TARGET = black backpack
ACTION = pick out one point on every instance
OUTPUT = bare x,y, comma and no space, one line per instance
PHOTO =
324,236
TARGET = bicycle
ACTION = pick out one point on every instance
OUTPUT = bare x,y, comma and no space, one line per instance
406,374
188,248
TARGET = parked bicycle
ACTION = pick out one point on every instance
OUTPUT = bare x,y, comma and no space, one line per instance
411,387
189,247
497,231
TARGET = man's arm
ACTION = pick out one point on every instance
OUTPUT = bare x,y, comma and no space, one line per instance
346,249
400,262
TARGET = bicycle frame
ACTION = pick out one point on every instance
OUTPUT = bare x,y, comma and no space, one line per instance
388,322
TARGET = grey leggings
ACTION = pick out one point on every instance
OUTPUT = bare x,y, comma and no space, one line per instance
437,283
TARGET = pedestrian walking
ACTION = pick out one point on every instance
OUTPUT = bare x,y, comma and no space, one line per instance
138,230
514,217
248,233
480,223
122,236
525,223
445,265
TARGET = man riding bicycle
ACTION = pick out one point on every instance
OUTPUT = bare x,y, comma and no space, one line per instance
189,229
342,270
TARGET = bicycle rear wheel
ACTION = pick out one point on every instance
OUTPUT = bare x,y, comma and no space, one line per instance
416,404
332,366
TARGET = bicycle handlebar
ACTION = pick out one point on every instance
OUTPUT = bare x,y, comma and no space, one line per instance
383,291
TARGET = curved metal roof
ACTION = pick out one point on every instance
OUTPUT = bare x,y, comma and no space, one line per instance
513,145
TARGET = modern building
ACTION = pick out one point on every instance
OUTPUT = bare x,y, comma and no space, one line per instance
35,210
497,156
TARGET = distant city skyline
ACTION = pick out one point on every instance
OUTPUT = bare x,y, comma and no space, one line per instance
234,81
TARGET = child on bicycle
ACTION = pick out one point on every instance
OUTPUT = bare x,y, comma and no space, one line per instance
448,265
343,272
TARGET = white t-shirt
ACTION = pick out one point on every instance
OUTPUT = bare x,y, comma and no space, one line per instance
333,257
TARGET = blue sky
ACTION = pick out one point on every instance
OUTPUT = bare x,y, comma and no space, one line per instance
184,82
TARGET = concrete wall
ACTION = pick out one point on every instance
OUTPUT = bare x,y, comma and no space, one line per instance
------------------------------------------------------------------------
- Aufgabenstellung -
Schreibe bitte die Zeilen neu, beginnend mit der Zeile, die „TARGET = modern building“ enthält, und endend mit der letzten Zeile. Ersetze dabei „white t-shirt“ durch „black t-shirt“ und lass alles andere unverändert.

- Übungsergebnis -
TARGET = modern building
ACTION = pick out one point on every instance
OUTPUT = bare x,y, comma and no space, one line per instance
35,210
497,156
TARGET = distant city skyline
ACTION = pick out one point on every instance
OUTPUT = bare x,y, comma and no space, one line per instance
234,81
TARGET = child on bicycle
ACTION = pick out one point on every instance
OUTPUT = bare x,y, comma and no space, one line per instance
448,265
343,272
TARGET = black t-shirt
ACTION = pick out one point on every instance
OUTPUT = bare x,y, comma and no space, one line per instance
333,257
TARGET = blue sky
ACTION = pick out one point on every instance
OUTPUT = bare x,y, comma and no space, one line per instance
184,82
TARGET = concrete wall
ACTION = pick out one point on every instance
OUTPUT = bare x,y, comma and no space, one line per instance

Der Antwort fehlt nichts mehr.